** Records for the exercise **

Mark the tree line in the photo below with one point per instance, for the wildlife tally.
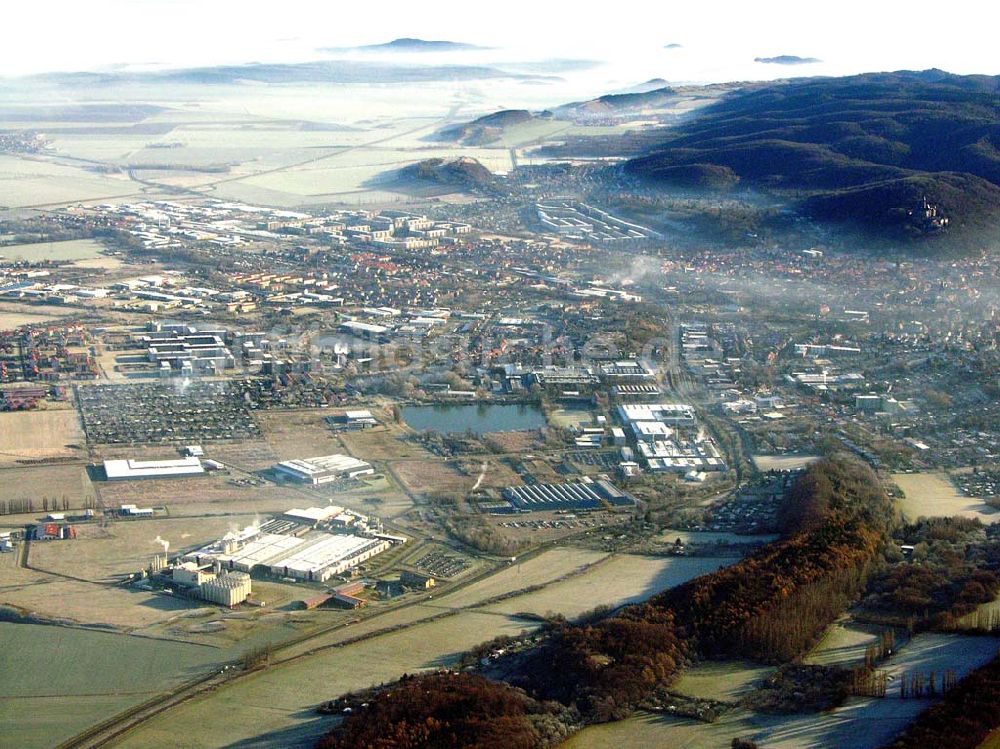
(772, 605)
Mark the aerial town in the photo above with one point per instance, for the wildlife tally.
(544, 454)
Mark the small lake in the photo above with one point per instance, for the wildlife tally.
(479, 418)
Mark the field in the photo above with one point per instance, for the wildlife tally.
(302, 433)
(45, 481)
(726, 681)
(859, 724)
(843, 644)
(388, 443)
(36, 182)
(569, 418)
(50, 700)
(279, 702)
(933, 495)
(614, 582)
(40, 434)
(619, 580)
(73, 249)
(434, 476)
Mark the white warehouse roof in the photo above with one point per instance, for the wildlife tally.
(146, 469)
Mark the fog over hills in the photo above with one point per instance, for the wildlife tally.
(861, 149)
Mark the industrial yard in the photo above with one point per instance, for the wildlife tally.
(282, 418)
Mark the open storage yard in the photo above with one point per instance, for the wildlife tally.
(186, 413)
(933, 495)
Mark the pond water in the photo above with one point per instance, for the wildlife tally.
(479, 418)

** Problem statement **
Put every line from the one containing "Mark the white" through the end of the material into a JSON list, one string per line, skipping any blank lines.

** Exercise output **
[
  "Mark the white warehouse roof in the photo above with one point per instance, for the wildlife tally.",
  "(146, 469)",
  "Mark the fog over hills in the photo above with one point per instance, for the wildlife tally.",
  "(861, 149)",
  "Mark the industrial yard in the photo above with one point per instance, for the wildlife tally.",
  "(282, 418)",
  "Mark the open storage yard in the photo above with one point per instance, for the wildlife tally.",
  "(186, 413)",
  "(933, 495)",
  "Mark the pond water in the photo above with one point per instance, for the wildlife tally.",
  "(479, 418)"
]